__Document excerpt__.
^^^^
Religious Apple Doesn’t Fall Far From Family Tree

Religiosity is at the center of many family structures. Parents who have strong religious affiliations, faith, and religious beliefs are more likely to demonstrate these beliefs and behaviors in front of their children than parents who are less fervent about their religions. This display of religiosity can shape a child’s belief system and can strongly influence the way in which children embody their religion in later life. As children enter into adulthood, their religious foundation can be put to the test. Faith often takes a backseat to conformity and acceptance at this critical juncture from childhood to adulthood. But does the support, faith, and religiosity of the parents protect children from religious uncertainty as they transition into adulthood?

Kathleen C. Leonard of the University of Massachusetts sought to determine how parental religion affected young adults’ religious affiliations, beliefs, and faith in a recent study. She recruited 481 college students from two Christian universities and surveyed them about their religiosity. She examined the effects of parental faith support, attachment, parental religiosity, and influence of parental gender. She found that overall, the students felt that their religiosity was similar to that of their parents. They also felt that their parents supported them in their faith beliefs.
^^^^
__Data extract__.
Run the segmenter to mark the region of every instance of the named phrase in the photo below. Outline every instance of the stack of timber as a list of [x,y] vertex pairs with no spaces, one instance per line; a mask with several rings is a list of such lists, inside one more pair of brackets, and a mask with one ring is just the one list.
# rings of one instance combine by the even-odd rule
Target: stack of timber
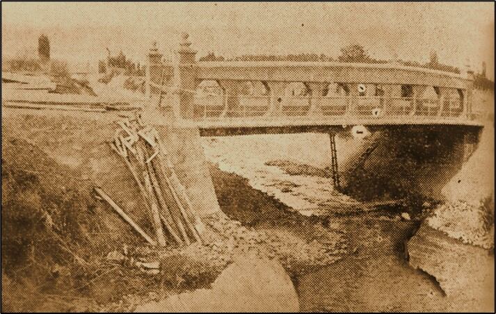
[[132,174],[152,218],[158,245],[202,242],[205,230],[157,130],[139,116],[118,122],[112,149]]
^^^^
__Work instructions__.
a - Return the passage of the article on parents' religious influence from "Kathleen C. Leonard" up to and including "their faith beliefs.".
b - In the article on parents' religious influence, how many college students did Kathleen C. Leonard recruit for her study?
c - Continue the article on parents' religious influence from the point where it stops.

__The responses__.
a -
Kathleen C. Leonard of the University of Massachusetts sought to determine how parental religion affected young adults’ religious affiliations, beliefs, and faith in a recent study. She recruited 481 college students from two Christian universities and surveyed them about their religiosity. She examined the effects of parental faith support, attachment, parental religiosity, and influence of parental gender. She found that overall, the students felt that their religiosity was similar to that of their parents. They also felt that their parents supported them in their faith beliefs.

b - 481

c -
Leonard also discovered that the religiosity of the parents was not indicative of the students’ religiosity when considered as an independent factor. However, when coupled with faith support and the similarity of religiosity, parental religiosity was predictive of the level of religiosity in the students. Additionally, Leonard found that parental attachment did not play a significant role. This could be due to college being a time when young adults begin developing attachments to others, including romantic partners and close friends. The study also revealed that females were more influenced than males by their fathers’ religiosity. “These findings support the notion that parent gender matters in religious socialization,” Leonard said. “Fathers may play a more prominent role than expected, particularly for females in conservative Christian families.” Although the students were recruited from Christian colleges, limiting the findings, the results provide insight into the effect parents have on their children’s religious belief structures.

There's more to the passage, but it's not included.